AIM OF THE TASK: Convert the records starting at the line containing "of the ceiling" and ending at the line containing "<point>344,88</point>" into a two-column CSV with the header input,output and one row per record. Put the record text in input and its answer in output, enclosing each field in double quotes and replacing line breaks with spaces.

INFORMATION GIVEN:
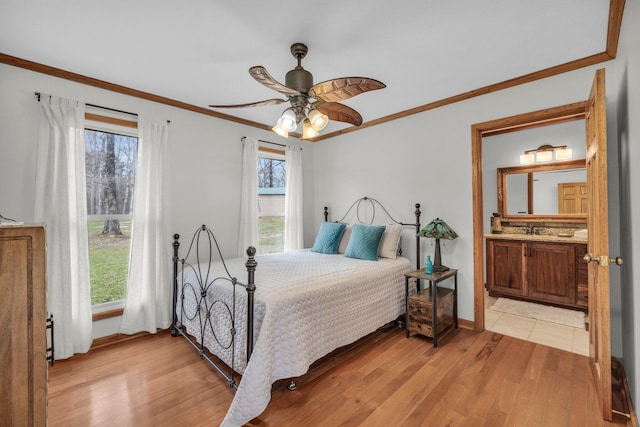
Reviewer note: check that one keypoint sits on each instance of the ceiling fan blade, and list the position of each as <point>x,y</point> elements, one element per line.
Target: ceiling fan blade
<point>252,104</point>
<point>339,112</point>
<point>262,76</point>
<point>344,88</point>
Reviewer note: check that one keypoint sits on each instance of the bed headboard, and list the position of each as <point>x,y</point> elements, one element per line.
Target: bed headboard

...

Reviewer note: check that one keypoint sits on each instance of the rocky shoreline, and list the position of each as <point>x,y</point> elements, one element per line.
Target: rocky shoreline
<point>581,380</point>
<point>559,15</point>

REPLY TO THE EXERCISE:
input,output
"Reviewer note: check that one keypoint sits on each instance of the ceiling fan blade, and list the position of each as <point>x,y</point> elements, one element per line. Target: ceiling fan blade","<point>252,104</point> <point>339,112</point> <point>262,76</point> <point>344,88</point>"